**** Exercise materials ****

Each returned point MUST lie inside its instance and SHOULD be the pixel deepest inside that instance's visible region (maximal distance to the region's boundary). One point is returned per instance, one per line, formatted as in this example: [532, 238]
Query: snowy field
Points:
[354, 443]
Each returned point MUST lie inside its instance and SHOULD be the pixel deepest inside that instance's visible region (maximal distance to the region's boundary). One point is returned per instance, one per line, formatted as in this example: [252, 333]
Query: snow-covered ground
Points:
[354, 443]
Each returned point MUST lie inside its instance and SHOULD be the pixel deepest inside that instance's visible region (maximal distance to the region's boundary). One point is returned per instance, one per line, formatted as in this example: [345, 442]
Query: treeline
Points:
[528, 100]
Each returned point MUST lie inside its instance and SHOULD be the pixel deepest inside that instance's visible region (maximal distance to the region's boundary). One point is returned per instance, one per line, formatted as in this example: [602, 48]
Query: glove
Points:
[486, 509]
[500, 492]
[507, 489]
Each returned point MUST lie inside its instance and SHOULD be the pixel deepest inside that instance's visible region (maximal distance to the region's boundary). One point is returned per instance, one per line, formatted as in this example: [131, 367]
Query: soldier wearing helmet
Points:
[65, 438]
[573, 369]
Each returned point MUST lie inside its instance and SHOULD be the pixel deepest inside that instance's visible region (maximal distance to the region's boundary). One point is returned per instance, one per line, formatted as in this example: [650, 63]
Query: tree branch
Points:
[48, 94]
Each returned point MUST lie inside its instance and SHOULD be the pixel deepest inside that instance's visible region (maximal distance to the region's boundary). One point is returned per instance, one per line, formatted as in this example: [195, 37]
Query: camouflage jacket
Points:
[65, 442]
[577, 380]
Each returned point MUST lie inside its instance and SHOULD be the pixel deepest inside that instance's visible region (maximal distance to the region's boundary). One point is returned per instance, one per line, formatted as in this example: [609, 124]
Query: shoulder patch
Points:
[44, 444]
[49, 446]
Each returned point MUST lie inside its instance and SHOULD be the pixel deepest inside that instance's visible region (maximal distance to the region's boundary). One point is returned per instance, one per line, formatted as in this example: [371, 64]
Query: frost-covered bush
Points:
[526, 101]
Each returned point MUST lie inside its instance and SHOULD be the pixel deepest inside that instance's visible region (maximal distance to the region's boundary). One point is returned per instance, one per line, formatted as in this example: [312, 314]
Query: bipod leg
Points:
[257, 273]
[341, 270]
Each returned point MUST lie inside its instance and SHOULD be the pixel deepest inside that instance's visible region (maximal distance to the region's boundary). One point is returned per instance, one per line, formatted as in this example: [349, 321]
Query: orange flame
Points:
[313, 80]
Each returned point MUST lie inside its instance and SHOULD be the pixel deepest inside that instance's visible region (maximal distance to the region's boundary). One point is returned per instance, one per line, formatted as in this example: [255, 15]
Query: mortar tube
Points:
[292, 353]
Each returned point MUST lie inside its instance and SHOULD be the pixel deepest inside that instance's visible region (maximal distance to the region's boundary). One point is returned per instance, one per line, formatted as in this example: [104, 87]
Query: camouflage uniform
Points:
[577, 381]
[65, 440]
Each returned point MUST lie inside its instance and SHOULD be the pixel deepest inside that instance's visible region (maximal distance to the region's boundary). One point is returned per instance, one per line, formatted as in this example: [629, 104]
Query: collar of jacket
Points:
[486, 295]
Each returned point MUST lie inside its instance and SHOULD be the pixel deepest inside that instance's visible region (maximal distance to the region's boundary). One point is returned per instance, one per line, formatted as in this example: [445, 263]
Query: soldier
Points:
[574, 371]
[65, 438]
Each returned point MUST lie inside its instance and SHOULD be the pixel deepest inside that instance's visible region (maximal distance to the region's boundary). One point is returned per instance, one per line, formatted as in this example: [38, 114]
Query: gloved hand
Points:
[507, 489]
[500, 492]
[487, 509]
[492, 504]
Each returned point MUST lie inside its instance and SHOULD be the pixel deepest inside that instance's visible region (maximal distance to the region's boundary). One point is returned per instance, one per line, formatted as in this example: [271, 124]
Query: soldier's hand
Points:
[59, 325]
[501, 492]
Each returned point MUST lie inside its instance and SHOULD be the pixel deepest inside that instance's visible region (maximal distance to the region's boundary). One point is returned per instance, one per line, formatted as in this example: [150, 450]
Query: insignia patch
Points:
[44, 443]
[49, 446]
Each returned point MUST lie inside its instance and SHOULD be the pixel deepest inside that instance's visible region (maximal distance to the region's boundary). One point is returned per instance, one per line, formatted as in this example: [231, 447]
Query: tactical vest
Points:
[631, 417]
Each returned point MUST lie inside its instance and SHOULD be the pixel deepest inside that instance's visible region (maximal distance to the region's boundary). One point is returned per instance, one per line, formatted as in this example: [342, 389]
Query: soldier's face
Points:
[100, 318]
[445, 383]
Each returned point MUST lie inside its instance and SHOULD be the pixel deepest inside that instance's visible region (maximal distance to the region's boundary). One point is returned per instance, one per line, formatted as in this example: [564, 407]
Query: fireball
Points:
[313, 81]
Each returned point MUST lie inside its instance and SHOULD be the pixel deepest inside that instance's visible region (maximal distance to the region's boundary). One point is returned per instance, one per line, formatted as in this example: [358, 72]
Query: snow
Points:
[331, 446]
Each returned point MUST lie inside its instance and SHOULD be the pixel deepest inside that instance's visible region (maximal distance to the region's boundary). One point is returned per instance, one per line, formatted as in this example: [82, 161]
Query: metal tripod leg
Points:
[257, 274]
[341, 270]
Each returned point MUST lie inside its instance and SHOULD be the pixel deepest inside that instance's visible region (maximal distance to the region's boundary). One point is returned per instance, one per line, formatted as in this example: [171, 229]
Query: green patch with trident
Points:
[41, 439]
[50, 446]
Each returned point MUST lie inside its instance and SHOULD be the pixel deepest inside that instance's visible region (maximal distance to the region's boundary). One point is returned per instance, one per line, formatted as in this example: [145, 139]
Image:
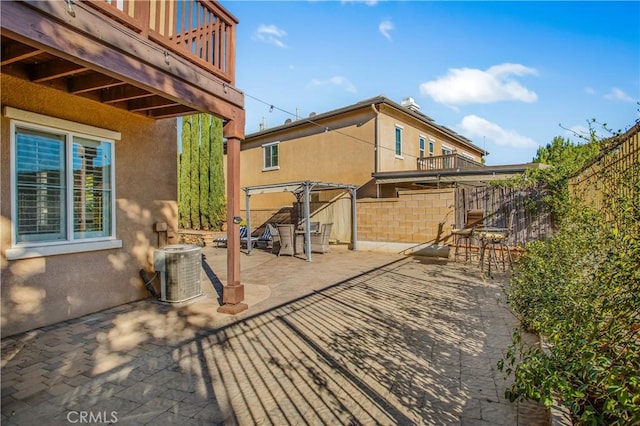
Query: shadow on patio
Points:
[409, 342]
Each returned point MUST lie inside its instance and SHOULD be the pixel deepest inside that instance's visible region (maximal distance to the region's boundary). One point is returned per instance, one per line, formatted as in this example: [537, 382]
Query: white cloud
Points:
[468, 85]
[385, 27]
[270, 34]
[367, 2]
[616, 94]
[476, 127]
[337, 81]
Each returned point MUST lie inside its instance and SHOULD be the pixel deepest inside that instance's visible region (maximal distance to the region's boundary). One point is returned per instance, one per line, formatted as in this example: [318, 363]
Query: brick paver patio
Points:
[350, 338]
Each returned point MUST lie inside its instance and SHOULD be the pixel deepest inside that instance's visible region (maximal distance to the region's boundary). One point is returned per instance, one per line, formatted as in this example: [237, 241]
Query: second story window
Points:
[398, 141]
[270, 156]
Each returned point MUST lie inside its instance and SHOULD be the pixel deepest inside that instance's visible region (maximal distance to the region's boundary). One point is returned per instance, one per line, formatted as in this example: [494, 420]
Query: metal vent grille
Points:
[181, 266]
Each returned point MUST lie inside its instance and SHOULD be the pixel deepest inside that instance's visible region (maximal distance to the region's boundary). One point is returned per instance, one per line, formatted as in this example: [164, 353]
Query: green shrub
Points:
[581, 291]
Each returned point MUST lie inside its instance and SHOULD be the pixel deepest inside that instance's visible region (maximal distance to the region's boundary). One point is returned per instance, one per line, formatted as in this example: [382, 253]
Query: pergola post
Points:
[233, 292]
[249, 243]
[354, 220]
[307, 214]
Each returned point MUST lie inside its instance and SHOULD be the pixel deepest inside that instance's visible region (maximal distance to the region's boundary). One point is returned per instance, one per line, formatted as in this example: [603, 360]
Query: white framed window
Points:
[62, 186]
[270, 156]
[398, 135]
[447, 160]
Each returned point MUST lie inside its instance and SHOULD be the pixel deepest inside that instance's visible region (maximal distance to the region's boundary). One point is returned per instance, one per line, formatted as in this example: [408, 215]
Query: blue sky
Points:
[510, 76]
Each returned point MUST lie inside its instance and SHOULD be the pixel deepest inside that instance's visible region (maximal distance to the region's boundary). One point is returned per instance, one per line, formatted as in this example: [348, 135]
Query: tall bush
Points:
[581, 292]
[201, 199]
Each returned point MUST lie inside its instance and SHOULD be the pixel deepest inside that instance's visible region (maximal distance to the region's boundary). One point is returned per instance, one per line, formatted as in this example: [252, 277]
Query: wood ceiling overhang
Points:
[92, 56]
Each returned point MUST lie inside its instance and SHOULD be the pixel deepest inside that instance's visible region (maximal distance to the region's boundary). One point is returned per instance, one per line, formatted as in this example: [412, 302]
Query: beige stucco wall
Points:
[411, 132]
[342, 155]
[45, 290]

****

**What to produce:** Turn the lines of the records from the one containing "example: [412, 302]" through the end, inclusive, into a Markdown table with the columns No. and Text. Put a row number and one line in each row, and leave out blank lines.

**Output of the task:**
| No. | Text |
|---|---|
| 1 | Each returned point MUST lie inside its instance and SHOULD be the pixel deepest inside that instance's visible region (maximal distance to the region's boundary). One point is returned per instance, one per line, formatted as in this example: [412, 302] |
| 2 | Query: beige stucco wall |
| 3 | Points: |
| 4 | [411, 132] |
| 5 | [342, 155] |
| 6 | [45, 290] |